### Task directions:
Take the lines from the one with "Locate every instance of the wooden stilt" to the end of the listing, both ends included, and quote them exactly, leaving pictures out.

Coordinate annotation entries:
((

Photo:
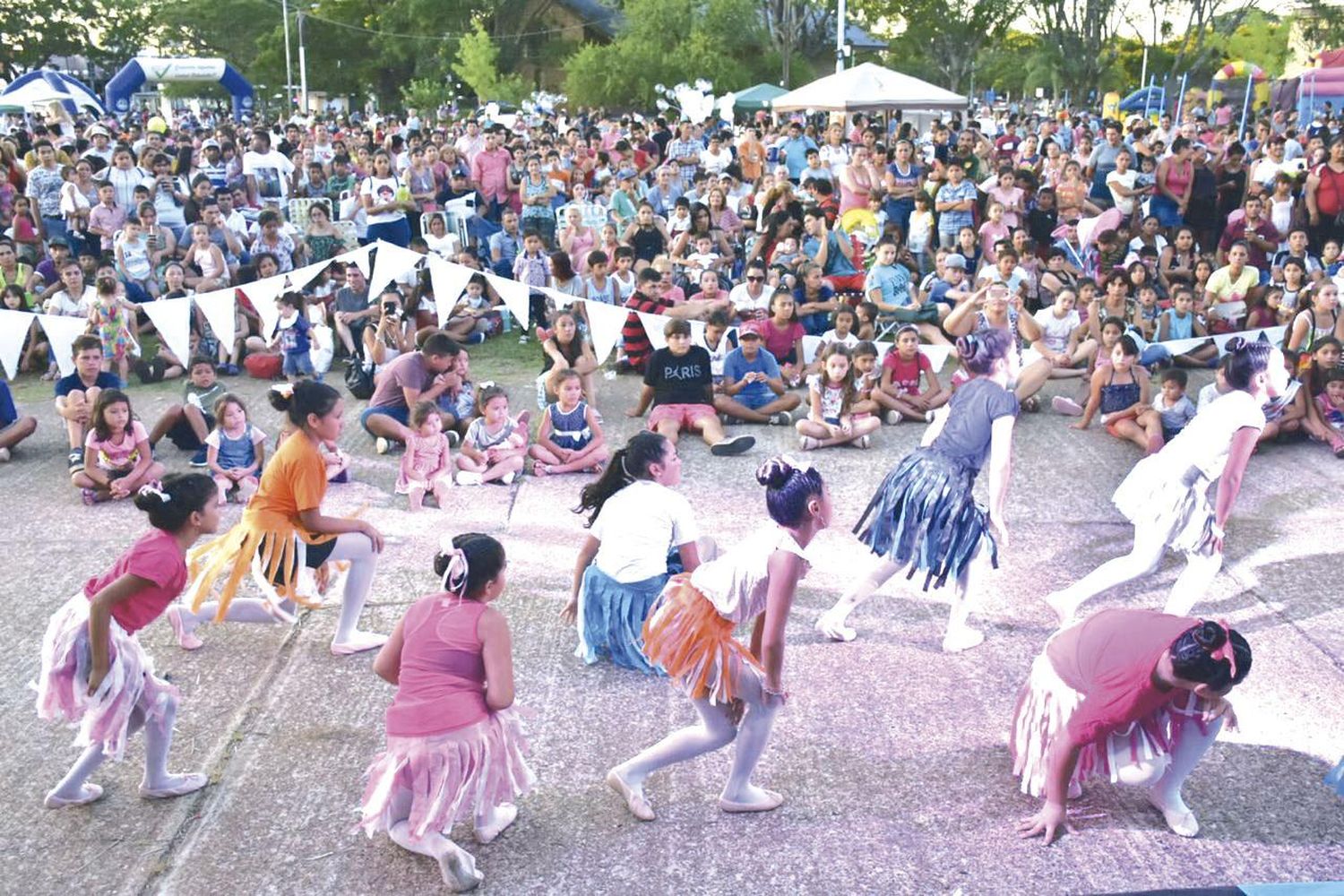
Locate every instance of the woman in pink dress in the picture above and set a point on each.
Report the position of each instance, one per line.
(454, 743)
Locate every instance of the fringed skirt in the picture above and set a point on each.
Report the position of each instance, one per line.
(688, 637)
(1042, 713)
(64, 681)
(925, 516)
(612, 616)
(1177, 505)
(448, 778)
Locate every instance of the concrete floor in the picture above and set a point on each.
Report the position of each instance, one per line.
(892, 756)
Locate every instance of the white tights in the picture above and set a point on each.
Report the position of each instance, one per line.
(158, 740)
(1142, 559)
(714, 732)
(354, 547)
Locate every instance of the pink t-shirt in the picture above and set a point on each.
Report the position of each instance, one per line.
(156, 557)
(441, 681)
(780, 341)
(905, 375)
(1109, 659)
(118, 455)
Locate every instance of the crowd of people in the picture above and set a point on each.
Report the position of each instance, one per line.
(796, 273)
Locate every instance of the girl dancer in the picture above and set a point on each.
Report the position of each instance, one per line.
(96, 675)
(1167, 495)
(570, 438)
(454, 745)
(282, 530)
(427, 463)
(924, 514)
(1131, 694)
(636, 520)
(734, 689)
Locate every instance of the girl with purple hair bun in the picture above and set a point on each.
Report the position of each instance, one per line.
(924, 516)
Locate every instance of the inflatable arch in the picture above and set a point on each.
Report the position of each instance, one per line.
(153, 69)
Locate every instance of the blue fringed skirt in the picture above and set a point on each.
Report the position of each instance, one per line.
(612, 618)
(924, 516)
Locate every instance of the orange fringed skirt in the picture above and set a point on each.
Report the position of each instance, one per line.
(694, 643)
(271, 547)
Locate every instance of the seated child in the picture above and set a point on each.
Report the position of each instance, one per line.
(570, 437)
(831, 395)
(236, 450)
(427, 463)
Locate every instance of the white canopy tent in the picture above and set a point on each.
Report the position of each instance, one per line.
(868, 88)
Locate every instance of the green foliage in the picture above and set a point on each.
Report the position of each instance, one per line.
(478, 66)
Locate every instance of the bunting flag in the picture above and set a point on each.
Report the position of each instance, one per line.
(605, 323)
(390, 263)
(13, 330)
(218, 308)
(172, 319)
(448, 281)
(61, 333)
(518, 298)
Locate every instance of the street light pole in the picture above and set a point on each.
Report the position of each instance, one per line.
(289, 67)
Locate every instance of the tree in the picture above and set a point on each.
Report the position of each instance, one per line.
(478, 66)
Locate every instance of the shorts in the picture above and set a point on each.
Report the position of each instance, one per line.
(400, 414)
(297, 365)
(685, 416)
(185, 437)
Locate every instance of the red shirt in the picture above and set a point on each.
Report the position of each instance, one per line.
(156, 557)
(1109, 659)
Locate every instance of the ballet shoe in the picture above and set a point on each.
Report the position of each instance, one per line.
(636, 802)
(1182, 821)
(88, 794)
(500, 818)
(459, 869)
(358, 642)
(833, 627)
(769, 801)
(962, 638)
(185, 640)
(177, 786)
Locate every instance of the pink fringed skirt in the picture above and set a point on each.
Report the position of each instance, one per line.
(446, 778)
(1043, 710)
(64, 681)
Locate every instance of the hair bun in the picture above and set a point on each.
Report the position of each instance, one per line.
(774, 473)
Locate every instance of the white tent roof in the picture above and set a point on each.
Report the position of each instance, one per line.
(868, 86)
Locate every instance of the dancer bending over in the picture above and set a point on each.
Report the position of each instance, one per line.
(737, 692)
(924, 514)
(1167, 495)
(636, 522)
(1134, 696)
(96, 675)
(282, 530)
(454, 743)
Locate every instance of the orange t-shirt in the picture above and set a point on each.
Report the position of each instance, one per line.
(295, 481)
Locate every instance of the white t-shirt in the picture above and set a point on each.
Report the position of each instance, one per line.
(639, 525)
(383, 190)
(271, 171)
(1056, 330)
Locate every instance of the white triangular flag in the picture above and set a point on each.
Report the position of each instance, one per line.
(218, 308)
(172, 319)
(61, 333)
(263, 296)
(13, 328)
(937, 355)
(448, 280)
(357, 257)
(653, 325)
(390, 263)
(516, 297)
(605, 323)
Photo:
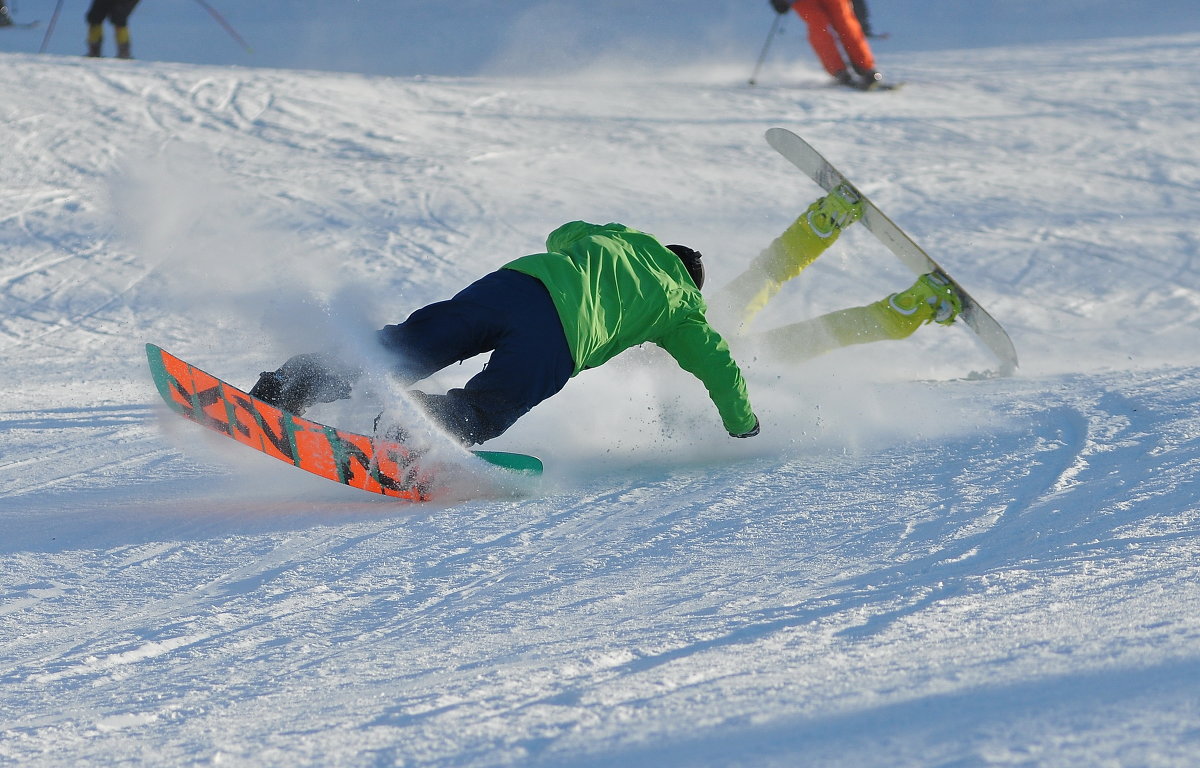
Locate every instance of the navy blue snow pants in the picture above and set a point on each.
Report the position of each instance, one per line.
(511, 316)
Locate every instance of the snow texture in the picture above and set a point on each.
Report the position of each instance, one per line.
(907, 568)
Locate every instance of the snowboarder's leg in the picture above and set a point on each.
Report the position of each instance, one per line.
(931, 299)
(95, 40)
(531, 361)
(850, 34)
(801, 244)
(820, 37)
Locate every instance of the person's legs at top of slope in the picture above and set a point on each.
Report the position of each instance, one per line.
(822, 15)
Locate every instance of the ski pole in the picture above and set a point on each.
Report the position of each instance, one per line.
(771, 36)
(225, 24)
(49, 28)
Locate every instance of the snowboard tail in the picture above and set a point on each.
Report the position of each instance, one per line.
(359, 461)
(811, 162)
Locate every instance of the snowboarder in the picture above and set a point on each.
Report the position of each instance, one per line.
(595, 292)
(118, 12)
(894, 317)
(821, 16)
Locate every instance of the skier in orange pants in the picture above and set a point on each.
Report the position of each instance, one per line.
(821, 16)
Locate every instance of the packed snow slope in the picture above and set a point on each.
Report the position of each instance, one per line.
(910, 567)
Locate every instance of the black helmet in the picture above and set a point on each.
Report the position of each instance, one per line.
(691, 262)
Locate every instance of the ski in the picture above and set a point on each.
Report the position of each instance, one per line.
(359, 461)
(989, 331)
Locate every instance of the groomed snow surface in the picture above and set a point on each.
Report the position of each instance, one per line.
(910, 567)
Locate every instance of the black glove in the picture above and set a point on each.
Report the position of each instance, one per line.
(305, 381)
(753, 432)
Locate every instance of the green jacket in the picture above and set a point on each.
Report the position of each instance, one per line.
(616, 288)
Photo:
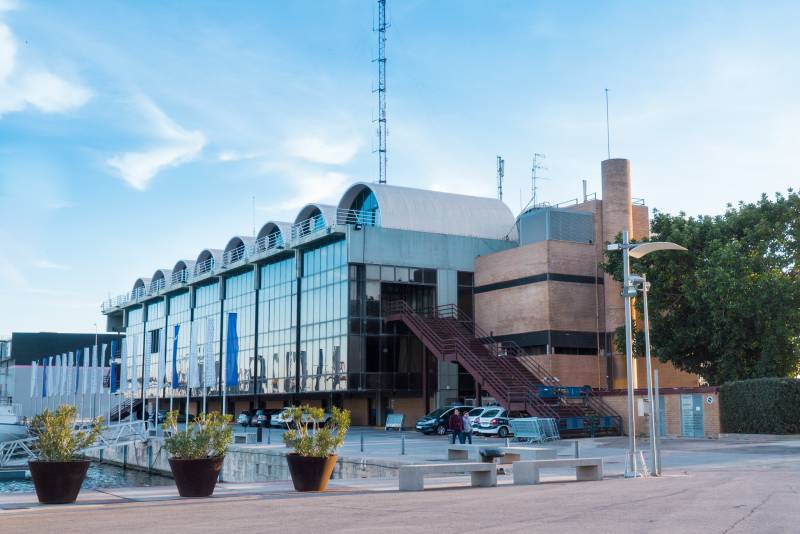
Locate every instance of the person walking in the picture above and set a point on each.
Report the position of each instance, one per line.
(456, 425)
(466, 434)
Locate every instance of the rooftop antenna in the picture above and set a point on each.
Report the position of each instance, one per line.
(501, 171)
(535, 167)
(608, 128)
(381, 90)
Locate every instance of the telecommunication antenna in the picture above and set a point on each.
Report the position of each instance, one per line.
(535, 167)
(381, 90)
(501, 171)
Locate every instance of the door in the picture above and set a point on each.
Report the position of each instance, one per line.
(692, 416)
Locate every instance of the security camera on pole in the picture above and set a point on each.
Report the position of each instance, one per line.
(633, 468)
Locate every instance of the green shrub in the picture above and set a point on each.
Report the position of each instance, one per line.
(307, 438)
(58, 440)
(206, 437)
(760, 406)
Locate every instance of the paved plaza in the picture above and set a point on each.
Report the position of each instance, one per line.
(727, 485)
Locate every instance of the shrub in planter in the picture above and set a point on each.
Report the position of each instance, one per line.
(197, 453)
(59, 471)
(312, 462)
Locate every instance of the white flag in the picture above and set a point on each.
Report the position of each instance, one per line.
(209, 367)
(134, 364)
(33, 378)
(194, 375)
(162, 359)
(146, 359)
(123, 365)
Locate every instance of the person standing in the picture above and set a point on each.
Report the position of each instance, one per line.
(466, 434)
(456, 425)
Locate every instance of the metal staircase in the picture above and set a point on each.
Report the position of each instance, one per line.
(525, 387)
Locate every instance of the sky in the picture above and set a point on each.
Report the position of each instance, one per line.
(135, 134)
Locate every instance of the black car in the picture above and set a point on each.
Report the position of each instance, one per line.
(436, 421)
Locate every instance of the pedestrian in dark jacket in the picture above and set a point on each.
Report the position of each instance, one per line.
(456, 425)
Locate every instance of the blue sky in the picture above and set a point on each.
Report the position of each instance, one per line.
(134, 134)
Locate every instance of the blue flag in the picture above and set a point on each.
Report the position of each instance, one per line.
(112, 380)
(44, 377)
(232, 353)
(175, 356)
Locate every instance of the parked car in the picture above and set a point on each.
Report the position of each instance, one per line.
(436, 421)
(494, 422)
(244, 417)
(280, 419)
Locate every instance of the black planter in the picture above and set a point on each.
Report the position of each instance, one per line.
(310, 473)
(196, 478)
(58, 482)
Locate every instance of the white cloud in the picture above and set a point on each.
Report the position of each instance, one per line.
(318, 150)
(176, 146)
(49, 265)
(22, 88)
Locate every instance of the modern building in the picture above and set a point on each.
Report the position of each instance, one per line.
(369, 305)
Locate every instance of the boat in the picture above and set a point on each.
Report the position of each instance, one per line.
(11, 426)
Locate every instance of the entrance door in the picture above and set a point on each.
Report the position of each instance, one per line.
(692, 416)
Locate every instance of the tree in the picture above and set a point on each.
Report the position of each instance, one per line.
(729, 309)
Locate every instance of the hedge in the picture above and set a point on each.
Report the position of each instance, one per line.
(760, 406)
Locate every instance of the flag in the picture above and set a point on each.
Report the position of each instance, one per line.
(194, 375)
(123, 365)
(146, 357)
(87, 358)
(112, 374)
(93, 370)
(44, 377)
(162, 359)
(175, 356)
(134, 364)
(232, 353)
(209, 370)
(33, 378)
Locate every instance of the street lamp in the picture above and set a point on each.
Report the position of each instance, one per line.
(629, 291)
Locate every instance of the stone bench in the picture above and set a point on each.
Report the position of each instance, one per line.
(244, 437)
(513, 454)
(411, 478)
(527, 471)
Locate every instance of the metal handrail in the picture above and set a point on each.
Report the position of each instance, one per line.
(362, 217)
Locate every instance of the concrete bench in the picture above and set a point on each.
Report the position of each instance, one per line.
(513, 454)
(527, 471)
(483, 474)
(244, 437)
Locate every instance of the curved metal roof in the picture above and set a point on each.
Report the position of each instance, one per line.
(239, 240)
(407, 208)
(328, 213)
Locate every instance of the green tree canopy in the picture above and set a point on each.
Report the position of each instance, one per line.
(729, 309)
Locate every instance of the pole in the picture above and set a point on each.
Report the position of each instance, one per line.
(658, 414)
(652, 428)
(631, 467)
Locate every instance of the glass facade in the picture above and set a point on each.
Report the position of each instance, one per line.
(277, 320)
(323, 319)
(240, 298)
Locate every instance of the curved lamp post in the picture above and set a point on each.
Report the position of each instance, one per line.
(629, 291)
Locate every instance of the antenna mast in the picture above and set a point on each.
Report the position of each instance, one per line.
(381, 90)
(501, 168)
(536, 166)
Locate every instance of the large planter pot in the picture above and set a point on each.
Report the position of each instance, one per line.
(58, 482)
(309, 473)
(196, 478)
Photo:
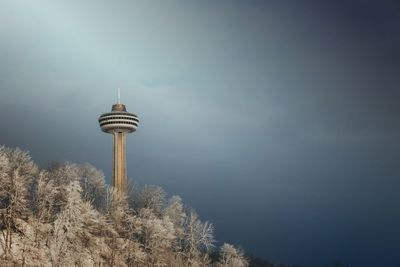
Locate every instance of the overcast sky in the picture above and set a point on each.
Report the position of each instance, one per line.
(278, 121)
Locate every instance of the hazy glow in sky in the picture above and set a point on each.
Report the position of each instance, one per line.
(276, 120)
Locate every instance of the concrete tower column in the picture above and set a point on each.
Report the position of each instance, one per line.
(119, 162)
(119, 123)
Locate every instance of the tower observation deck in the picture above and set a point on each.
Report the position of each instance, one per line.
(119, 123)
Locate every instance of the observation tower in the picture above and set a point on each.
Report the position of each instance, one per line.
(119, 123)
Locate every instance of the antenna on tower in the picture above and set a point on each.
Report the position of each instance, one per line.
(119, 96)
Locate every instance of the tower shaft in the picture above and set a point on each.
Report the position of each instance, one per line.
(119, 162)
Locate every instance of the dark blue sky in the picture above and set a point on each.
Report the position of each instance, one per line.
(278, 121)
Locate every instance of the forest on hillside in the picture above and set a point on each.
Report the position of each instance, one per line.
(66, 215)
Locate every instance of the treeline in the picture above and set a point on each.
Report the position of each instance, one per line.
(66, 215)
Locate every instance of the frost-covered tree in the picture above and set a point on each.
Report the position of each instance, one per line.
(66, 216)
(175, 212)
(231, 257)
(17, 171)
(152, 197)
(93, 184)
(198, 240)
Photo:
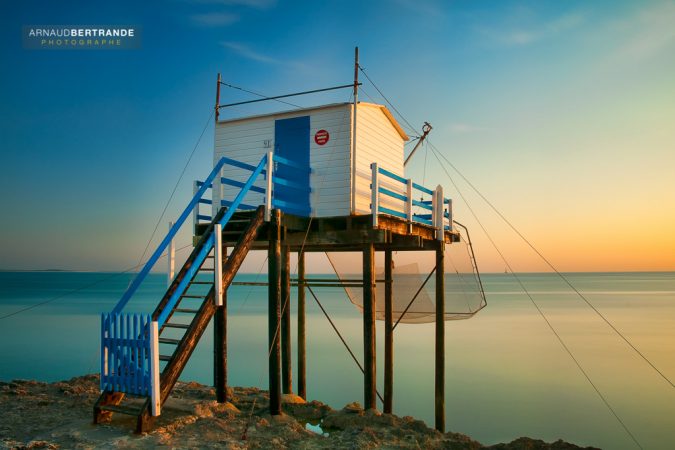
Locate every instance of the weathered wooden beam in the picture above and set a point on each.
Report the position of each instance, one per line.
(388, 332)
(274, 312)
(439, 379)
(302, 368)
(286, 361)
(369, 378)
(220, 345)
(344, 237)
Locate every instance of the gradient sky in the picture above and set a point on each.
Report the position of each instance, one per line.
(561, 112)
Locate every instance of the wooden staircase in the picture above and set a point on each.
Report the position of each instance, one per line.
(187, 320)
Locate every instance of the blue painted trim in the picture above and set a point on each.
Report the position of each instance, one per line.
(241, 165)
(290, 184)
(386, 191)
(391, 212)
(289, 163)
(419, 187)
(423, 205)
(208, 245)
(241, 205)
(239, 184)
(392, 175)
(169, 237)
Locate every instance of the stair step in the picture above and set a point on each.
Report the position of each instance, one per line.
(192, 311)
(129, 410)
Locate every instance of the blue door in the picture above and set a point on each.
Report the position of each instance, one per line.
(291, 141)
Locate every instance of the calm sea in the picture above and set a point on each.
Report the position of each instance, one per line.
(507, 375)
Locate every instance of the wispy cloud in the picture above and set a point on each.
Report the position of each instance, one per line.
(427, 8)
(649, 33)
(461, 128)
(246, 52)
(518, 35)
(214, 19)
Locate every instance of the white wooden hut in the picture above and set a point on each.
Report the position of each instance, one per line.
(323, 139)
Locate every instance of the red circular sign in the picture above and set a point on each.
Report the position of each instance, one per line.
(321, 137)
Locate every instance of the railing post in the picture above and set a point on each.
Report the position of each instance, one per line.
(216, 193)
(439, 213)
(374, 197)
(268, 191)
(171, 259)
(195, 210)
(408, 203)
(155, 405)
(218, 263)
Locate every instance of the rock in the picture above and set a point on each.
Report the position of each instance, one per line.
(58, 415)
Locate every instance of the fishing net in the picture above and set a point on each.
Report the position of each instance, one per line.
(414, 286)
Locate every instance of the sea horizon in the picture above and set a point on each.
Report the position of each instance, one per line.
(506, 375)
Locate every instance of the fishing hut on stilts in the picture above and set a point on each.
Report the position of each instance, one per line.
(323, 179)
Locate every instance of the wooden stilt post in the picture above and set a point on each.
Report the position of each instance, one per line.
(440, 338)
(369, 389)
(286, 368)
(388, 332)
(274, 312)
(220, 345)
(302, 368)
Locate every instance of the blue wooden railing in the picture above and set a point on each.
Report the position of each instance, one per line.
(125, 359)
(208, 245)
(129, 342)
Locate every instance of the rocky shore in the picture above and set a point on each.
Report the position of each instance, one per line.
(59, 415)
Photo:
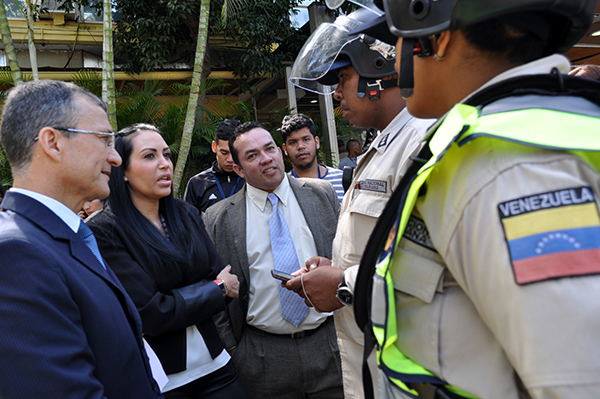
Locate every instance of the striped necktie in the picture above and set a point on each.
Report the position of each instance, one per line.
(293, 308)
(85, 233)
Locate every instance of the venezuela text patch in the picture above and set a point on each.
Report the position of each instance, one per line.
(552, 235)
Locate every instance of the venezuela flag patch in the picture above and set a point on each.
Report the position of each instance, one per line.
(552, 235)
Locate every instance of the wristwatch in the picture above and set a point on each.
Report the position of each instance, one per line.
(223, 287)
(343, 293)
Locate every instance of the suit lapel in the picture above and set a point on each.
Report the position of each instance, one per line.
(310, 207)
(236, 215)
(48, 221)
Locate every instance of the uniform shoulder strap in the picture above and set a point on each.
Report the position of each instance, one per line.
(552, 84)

))

### Solution to the exercise:
Locate every instance of the wooden stilt post in the picture above and set a point on each.
Report the position of each instance, one per line.
(440, 338)
(369, 389)
(286, 368)
(388, 332)
(274, 312)
(220, 345)
(302, 368)
Locate every instance of the blue wooden railing in the picture above and set a point on each.
Report the position of each instance, one per line.
(125, 359)
(208, 245)
(129, 342)
Locate every instance of the rocky shore in the picture above and set a point on each.
Report the position of each instance, one per line.
(59, 415)
Photo:
Locate every instance of the striped necktie in the picture above and set a point on each.
Report the position of each instance, one per line.
(293, 308)
(85, 233)
Locate every instance of the venezuela text patch in the picture above and set a point on each.
Report the position of each instance, one per line.
(552, 235)
Locate every instance of the venezuela flag patch in the picture above and set a point on each.
Report the position of each instance, one per line.
(552, 235)
Locate every instance of the wristwatch in the picture above and set a point on each.
Report the position of each instance, one per line.
(223, 287)
(343, 293)
Locate every instance of the suit lapel in the picture above and set a point on each.
Report the position of each instance, one per line.
(310, 207)
(236, 215)
(48, 221)
Locate every instance of the uniform shoulder strap in the picture above and set a point on each.
Report the position of each instance, one per line.
(552, 84)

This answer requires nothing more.